Only 6% of the tests are positive

The key indicator of whether testing has been discontinued or whether the epidemiological trend is actually favourable is the positivity rate. "When the number of tests drops, and so does the positivity, it is clear that the diagnostic effort has not been reduced. However, if the number of positive tests in relation to the total would increase, it would be because testing was stopped when it shouldn't have been", explains Prados. Catalonia meets the first criterion, and the rate of positivity has been decreasing at a good pace for weeks now.

Currently, 6.4% of the tests that are done are positive, a figure that is close to the threshold (5%) set by the World Health Organization (WHO) to consider that a country has the pandemic under control. Last week it was 8% and fourteen days ago it was 10%. "That the positivity goes down is key", says Argimon.

Now, the more PCRs are done - and therefore the higher the absolute number of PCRs performed - the more cases are being looked for, especially asymptomatic ones, and the better the curve is controlled. That is why the Catalan Health Hepartment has resumed this week the strategy of proactively searching for coronavirus positives through a new batch of mass screening, which will slowly spread throughout the Catalan territory. It does so now that it has managed to bend the curve, and wants to ensure the downward trend of the infection curve while maintaining economic activity.

The other important point of the above strategy is the tracking and follow-up of positives and their contacts. According to the coordinator of the covid-19 monitoring unit, Jacobo Mendioroz, this system has been greatly strengthened since the summer and there are 3,000 people working on it. Currently Catalonia has about 38 trackers per 100,000 inhabitants, when the recommended figure for this population density is of 18 professionals.

Excerpted records:
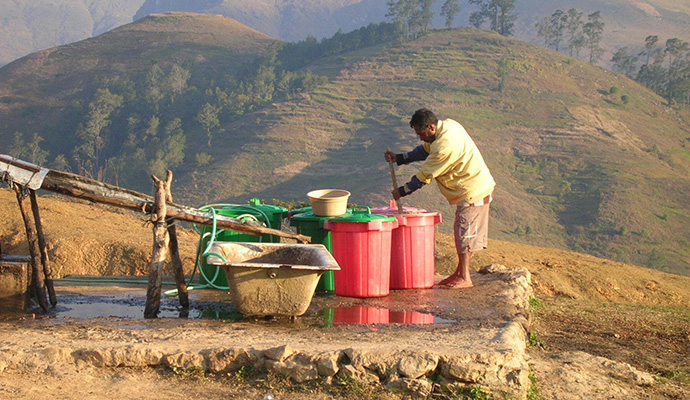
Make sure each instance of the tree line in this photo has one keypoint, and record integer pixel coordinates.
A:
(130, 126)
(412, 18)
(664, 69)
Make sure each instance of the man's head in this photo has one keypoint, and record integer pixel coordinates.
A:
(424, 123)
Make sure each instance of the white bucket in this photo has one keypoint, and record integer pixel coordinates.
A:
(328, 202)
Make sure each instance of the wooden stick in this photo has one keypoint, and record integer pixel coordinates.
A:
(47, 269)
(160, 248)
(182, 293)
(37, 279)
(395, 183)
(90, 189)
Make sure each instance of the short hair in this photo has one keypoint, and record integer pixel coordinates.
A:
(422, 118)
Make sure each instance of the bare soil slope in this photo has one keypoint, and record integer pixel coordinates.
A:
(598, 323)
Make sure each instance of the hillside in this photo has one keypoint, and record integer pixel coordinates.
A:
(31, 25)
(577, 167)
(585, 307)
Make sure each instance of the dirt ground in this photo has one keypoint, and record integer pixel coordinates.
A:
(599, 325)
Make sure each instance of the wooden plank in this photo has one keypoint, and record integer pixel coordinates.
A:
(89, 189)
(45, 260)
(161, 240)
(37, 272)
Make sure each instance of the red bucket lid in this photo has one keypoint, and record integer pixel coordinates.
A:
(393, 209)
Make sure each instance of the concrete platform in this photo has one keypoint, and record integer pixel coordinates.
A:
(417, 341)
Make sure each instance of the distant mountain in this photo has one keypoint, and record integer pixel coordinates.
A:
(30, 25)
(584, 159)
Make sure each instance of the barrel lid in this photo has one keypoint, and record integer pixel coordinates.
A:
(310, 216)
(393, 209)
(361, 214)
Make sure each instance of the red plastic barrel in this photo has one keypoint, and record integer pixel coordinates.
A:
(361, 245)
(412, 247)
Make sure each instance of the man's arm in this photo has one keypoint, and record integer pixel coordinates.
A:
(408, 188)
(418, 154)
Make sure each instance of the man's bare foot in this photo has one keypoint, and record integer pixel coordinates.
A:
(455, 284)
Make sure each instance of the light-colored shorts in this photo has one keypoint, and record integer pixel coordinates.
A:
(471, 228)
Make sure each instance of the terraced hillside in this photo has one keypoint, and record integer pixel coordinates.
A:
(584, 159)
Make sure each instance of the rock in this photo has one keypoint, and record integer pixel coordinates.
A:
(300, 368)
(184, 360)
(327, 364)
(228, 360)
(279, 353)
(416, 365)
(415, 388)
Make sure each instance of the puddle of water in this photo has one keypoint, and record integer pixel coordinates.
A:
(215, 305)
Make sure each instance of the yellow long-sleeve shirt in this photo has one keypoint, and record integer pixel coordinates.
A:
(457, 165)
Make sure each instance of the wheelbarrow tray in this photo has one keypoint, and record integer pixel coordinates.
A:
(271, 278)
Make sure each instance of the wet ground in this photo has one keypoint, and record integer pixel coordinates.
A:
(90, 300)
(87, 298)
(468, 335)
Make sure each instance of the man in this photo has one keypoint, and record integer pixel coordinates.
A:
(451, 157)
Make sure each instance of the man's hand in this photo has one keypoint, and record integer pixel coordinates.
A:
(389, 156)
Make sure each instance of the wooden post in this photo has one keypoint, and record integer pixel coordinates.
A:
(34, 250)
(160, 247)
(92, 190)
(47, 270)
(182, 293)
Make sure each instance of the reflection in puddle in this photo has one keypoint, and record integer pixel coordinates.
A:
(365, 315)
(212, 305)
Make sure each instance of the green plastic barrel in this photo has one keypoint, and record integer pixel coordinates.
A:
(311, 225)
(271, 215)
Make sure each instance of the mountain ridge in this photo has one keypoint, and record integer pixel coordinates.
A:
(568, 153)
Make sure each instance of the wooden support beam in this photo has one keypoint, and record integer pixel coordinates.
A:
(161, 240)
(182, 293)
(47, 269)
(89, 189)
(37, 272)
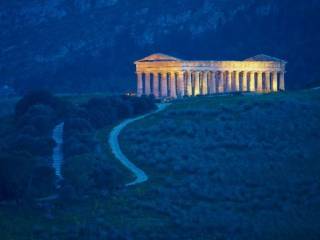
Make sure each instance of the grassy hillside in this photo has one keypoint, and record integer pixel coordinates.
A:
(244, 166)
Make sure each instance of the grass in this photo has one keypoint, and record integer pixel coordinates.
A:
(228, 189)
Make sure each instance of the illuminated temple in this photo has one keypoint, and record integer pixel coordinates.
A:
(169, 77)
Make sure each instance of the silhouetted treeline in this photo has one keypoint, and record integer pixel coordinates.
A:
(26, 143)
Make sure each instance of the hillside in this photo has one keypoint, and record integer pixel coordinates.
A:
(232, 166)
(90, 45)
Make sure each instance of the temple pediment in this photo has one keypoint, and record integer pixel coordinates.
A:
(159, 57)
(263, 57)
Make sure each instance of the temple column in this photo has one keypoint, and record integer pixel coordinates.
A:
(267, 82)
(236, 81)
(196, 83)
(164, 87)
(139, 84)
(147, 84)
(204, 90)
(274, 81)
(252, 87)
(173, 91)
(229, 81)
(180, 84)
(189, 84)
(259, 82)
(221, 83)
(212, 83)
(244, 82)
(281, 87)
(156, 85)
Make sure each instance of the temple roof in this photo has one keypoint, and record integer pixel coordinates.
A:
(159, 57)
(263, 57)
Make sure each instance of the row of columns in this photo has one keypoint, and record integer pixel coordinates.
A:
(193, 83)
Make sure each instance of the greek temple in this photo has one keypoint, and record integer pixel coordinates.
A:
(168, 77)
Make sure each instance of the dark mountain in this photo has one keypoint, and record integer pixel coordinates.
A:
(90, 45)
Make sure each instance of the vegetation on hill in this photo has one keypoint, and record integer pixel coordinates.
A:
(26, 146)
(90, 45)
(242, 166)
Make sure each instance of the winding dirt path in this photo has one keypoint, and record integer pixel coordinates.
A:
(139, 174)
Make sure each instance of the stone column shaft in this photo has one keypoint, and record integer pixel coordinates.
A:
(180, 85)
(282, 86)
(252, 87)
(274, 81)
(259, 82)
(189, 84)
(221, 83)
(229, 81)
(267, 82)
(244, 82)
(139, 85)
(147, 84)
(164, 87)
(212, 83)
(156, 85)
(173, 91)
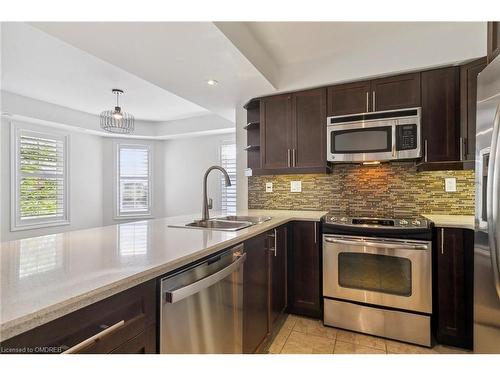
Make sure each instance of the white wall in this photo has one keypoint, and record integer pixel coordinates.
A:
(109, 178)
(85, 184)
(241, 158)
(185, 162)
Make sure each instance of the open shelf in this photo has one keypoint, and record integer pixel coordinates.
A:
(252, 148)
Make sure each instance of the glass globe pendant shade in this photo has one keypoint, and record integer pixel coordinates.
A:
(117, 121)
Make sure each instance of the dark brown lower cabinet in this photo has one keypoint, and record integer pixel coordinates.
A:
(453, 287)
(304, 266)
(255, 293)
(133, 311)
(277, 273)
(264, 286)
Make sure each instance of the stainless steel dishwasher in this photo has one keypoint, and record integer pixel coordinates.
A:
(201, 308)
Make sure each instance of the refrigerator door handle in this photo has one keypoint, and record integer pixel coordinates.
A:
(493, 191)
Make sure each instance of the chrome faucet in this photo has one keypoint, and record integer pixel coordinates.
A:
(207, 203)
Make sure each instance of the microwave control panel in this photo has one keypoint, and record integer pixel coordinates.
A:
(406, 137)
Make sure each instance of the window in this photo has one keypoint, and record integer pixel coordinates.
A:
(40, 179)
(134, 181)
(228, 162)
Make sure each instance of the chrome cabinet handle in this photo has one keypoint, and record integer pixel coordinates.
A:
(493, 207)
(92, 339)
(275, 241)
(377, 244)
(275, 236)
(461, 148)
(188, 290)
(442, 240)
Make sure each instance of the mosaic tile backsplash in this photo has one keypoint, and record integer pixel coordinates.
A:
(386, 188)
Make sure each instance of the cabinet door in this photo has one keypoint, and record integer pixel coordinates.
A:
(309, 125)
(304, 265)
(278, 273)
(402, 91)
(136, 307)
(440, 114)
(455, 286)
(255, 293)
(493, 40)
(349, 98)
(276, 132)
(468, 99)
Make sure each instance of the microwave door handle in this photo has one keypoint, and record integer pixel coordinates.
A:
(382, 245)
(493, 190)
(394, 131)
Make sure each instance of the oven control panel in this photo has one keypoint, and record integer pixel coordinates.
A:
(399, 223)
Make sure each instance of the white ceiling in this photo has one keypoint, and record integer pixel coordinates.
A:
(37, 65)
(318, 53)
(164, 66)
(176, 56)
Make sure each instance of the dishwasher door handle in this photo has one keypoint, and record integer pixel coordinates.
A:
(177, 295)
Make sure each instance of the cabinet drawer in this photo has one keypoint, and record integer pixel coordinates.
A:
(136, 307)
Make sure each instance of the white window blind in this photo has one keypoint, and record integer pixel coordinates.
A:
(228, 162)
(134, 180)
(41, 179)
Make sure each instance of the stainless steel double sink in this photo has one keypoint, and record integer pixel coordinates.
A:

Your objective: In the passage on COVID-19 testing in Catalonia, how many trackers per 100,000 inhabitants does Catalonia currently have?

The answer: About 38 trackers per 100,000 inhabitants.